Data to process
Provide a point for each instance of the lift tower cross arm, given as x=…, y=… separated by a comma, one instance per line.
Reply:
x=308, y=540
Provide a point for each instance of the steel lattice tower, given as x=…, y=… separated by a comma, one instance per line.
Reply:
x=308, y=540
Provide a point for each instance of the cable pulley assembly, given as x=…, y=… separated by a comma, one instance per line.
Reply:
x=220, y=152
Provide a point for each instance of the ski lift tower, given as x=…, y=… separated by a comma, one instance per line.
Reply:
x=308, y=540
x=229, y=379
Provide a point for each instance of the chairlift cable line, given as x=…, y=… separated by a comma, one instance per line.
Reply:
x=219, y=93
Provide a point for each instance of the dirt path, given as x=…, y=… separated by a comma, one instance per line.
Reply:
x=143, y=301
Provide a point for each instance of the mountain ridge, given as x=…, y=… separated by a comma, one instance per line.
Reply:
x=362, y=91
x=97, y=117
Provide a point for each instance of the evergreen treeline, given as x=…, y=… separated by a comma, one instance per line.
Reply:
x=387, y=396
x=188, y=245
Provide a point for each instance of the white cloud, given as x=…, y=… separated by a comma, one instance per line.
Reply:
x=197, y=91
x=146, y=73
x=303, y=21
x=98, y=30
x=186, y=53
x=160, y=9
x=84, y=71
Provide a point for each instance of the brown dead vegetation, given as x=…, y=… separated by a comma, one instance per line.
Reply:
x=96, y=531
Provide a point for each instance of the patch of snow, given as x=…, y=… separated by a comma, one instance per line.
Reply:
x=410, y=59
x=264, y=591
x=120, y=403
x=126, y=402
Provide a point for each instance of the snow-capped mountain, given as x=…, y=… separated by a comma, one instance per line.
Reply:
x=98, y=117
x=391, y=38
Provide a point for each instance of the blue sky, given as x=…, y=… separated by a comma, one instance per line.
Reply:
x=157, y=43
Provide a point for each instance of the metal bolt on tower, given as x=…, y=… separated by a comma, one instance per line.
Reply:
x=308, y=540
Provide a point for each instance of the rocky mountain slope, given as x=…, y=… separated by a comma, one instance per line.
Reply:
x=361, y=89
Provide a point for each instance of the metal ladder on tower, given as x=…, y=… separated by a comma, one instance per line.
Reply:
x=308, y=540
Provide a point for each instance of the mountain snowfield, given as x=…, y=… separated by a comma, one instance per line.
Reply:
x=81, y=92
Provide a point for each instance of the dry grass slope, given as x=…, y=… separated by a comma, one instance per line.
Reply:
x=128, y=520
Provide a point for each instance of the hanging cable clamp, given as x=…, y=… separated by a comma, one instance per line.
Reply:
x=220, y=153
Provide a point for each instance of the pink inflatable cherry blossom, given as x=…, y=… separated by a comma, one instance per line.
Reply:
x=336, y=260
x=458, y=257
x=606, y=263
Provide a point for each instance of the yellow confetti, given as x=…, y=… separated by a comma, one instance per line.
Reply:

Problem description
Retype the material above in full, keeping every word as it stands.

Written solution
Provide a point for each instance of the lift tower cross arm, given as x=…, y=… separated by a comma, one instance per line.
Reply:
x=308, y=540
Provide a point for each instance of the steel lattice tower, given as x=…, y=… separated by a comma, one instance per line.
Reply:
x=308, y=540
Provide a point for each instance of the cable pulley assembly, given as x=…, y=… separated by a comma, one instance per line.
Reply:
x=220, y=152
Provide a point for each instance of the ski lift tower, given as x=…, y=… separated by a comma, one instance per line.
Reply:
x=308, y=540
x=229, y=379
Provide a point for each instance of the chairlift cable line, given as x=…, y=… separated by a comma, one instance per line.
Reply:
x=219, y=93
Provide a point for each instance of the dirt path, given as x=…, y=… separated by a comma, one instance per line.
Reply:
x=143, y=301
Provide a point for each instance of the mountain ridge, given as x=…, y=… separated by a comma, one instance per line.
Reply:
x=362, y=91
x=97, y=117
Provide a point for each instance of the evergreen treeline, given as x=…, y=… separated by a comma, one instance per line.
Reply:
x=387, y=396
x=188, y=245
Provide a point for each instance of the white cloud, given as x=…, y=… separated by a comma, one instance per line.
Reply:
x=197, y=91
x=146, y=73
x=303, y=21
x=98, y=30
x=186, y=53
x=160, y=9
x=84, y=71
Provide a point for each instance of the brown dead vegetation, given as x=…, y=… separated by a comma, one instance per line.
Reply:
x=96, y=531
Provide a point for each instance of the patch of snow, given as x=…, y=… separated by a comma, one instance per line.
Reply:
x=410, y=59
x=264, y=591
x=120, y=403
x=126, y=402
Provide a point for each instance of the snow-capped mountain, given as x=…, y=… separated by a comma, one instance per line.
Reply:
x=98, y=117
x=391, y=38
Provide a point for each instance of the blue sky, given as x=…, y=… separated by a comma, one instance per line.
Reply:
x=157, y=43
Provide a point for each instance of the metal bolt on tower, given as x=…, y=… separated by a comma, one instance per line.
Reply:
x=308, y=540
Provide a point for each instance of the rocky mountain slope, given as x=…, y=… separated by a comma, one instance per line.
Reply:
x=361, y=89
Provide a point for each instance of the metal ladder on tower, given as x=…, y=… separated by a comma, one instance per line.
Reply:
x=308, y=540
Provide a point for each instance of the mountain snowfield, given as x=…, y=… separated by a comma, one instance per line.
Reply:
x=81, y=92
Provide a point for each instance of the dry grass slope, given as x=…, y=… separated by a comma, one instance per line.
Reply:
x=128, y=520
Provide a point for each instance of the hanging cable clamp, given as x=…, y=… separated by a comma, one instance per line.
Reply:
x=220, y=153
Provide a point for each instance of the pink inflatable cherry blossom, given as x=…, y=… separated by a comma, one instance per line.
Reply:
x=336, y=260
x=458, y=257
x=606, y=263
Provide a point for each instance of the yellow confetti, given as x=…, y=… separated by a comma, one instance per line.
Reply:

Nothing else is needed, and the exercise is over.